Exercise objective:
Your answer should be every line of the entries that has the string "hair" in it.

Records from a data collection
* * *
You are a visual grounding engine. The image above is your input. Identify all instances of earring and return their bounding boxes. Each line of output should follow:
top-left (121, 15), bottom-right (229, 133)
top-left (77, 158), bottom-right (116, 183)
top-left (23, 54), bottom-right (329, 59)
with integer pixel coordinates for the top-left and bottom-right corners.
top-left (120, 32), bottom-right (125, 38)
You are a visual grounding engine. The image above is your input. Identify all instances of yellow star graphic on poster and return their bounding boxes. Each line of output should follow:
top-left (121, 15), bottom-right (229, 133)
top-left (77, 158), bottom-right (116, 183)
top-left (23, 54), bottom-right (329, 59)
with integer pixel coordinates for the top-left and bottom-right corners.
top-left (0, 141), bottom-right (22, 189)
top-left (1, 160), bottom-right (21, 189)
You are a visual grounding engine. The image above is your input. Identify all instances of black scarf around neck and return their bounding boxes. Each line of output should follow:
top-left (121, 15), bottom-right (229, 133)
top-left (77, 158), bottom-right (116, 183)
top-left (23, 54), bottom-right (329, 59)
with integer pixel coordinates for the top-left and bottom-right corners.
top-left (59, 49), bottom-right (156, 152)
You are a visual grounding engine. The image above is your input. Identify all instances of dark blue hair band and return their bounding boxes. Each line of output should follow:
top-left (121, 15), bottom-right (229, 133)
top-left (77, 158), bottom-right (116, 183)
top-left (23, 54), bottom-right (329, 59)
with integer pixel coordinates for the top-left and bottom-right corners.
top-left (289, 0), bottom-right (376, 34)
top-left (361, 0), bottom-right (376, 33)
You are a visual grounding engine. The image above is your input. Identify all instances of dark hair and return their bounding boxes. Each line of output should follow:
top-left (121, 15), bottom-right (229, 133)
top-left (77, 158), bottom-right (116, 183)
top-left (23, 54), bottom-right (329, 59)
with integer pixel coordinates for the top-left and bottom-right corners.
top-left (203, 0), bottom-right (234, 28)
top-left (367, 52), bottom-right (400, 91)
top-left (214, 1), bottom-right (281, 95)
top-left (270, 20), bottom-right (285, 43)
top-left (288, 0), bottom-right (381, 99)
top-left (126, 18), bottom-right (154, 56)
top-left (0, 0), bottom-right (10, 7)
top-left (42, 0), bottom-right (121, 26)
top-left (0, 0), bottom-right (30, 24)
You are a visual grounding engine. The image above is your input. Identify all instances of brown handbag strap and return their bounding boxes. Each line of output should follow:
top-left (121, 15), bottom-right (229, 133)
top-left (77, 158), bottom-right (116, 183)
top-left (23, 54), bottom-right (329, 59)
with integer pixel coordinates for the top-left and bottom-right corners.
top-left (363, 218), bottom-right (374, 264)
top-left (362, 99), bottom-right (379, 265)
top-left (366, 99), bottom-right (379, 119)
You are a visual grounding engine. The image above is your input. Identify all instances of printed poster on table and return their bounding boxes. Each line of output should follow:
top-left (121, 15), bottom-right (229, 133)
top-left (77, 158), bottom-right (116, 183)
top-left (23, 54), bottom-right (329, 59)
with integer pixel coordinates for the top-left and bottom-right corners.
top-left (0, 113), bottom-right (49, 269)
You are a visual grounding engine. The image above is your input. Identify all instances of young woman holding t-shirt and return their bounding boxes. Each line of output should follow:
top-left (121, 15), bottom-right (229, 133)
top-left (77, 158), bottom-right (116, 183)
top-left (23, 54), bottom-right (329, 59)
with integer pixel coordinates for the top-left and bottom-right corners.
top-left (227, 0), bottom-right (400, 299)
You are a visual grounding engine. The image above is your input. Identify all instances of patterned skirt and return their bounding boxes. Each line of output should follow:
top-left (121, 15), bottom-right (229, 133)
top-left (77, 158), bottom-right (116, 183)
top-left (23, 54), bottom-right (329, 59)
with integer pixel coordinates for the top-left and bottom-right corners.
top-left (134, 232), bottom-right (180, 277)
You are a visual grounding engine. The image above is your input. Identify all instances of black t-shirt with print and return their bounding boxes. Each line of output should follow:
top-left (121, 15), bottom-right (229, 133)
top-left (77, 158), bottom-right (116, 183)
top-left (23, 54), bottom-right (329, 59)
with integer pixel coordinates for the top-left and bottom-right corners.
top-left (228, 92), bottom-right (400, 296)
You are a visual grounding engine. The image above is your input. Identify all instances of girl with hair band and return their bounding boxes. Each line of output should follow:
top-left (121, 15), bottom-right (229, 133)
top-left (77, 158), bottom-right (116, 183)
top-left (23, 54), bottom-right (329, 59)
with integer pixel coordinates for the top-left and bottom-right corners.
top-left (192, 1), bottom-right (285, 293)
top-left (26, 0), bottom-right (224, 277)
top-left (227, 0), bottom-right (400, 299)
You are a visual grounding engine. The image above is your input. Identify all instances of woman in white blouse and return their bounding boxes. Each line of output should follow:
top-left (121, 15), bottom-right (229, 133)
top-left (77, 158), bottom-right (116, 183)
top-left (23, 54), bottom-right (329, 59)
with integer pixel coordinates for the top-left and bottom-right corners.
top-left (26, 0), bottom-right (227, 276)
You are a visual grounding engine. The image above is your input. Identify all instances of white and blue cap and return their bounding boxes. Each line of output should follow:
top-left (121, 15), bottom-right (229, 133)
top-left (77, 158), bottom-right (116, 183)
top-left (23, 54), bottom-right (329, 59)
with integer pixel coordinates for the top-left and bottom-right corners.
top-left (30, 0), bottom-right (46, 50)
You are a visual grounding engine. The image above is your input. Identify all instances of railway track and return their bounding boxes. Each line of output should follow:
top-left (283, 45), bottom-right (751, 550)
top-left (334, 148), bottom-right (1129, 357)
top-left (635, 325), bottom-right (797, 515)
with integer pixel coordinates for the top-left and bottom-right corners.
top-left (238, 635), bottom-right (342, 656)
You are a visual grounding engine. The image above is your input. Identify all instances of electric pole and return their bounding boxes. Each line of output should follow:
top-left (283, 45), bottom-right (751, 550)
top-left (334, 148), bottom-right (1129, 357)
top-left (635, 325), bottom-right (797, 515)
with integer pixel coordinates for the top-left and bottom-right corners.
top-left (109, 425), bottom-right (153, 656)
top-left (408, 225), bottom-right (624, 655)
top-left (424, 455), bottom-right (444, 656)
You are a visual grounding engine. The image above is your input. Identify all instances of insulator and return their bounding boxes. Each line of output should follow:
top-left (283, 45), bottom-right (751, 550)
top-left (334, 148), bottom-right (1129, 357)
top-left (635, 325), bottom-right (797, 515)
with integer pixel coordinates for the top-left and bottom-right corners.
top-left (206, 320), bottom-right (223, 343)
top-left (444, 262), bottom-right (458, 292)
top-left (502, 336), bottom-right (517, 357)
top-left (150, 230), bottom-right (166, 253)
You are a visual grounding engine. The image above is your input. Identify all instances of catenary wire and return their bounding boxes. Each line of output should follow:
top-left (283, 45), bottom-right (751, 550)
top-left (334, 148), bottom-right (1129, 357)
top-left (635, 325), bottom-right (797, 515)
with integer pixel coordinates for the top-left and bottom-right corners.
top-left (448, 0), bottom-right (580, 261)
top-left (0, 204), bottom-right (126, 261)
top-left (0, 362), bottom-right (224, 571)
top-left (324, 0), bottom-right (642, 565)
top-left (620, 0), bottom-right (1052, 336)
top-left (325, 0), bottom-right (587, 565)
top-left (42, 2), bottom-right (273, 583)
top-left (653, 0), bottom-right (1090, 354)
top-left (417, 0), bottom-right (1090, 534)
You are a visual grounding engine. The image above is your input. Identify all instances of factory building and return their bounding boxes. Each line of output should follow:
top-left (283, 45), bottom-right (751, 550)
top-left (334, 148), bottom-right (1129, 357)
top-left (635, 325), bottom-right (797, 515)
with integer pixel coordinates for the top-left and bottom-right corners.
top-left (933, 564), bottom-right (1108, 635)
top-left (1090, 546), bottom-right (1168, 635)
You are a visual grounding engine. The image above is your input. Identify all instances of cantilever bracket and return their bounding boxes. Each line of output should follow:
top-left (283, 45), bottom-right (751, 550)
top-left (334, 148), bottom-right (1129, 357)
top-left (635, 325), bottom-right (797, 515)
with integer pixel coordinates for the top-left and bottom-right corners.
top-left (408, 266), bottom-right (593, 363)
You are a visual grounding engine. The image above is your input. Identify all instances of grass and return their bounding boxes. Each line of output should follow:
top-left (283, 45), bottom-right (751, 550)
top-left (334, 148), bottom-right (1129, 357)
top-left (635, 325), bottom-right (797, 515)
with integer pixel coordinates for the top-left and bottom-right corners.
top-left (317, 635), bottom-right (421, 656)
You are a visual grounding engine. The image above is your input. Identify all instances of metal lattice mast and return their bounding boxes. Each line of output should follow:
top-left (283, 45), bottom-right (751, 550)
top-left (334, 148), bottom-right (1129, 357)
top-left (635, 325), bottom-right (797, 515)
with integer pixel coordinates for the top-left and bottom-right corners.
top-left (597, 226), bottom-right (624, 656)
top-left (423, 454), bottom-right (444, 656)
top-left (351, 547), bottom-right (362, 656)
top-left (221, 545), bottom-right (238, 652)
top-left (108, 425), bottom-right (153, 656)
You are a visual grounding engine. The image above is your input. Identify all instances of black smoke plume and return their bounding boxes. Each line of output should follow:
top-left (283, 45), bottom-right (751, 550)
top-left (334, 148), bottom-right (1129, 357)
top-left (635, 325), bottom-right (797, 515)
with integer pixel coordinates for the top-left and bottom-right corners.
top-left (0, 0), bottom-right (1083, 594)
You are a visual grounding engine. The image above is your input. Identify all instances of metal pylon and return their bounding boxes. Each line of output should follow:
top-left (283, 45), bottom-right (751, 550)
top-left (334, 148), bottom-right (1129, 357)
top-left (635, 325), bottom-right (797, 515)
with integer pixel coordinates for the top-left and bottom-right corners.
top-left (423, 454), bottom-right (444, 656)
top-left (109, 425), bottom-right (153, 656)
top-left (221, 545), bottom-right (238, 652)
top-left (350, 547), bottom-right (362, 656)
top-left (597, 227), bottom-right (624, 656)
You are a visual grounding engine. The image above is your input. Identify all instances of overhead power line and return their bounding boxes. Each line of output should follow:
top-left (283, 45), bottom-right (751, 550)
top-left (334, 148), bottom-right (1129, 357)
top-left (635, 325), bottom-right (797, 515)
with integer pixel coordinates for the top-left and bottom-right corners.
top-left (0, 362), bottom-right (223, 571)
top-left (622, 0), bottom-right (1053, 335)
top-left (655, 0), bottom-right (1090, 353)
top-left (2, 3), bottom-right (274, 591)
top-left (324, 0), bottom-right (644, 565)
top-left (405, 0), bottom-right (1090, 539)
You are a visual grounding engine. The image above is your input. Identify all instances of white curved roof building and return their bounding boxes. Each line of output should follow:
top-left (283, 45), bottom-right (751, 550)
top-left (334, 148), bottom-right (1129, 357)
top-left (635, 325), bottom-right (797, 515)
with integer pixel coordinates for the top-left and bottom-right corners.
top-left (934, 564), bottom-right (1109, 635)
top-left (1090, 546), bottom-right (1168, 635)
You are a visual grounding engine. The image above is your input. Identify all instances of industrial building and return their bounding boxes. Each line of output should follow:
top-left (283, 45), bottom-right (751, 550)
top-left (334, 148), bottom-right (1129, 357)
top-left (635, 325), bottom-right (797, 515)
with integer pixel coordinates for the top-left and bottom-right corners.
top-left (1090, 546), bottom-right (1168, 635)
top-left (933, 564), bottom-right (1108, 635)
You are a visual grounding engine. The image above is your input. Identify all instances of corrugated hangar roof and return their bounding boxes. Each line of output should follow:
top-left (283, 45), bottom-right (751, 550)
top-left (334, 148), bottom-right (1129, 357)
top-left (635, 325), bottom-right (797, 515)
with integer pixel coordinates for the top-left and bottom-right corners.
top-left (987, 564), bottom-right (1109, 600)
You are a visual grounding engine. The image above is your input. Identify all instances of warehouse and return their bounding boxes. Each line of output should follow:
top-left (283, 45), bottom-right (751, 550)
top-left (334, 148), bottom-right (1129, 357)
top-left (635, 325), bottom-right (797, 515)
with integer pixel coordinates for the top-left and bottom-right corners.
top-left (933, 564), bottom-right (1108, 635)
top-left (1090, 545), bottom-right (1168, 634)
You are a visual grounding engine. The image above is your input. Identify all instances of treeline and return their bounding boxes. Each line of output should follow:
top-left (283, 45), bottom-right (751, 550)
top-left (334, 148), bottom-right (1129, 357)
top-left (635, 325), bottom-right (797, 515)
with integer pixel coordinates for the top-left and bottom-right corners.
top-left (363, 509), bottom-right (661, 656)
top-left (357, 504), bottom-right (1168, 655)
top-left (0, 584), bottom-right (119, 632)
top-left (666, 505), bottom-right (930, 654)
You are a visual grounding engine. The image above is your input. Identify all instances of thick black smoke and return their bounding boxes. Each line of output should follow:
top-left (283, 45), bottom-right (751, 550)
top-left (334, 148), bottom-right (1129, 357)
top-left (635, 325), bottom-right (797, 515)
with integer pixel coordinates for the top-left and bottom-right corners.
* * *
Your solution:
You are a visual grounding engine. The image above is your input. Identify all instances of dark blue hair band and return their bounding boxes. Each line of output should follow:
You are a visual grounding engine. The image above is your input. Identify all instances of dark hair and return their bounding boxes. Each line of output should follow:
You are a visual grounding engine. The image above is your input. Identify all instances of girl with hair band and return their bounding boxes. Each line of output should follow:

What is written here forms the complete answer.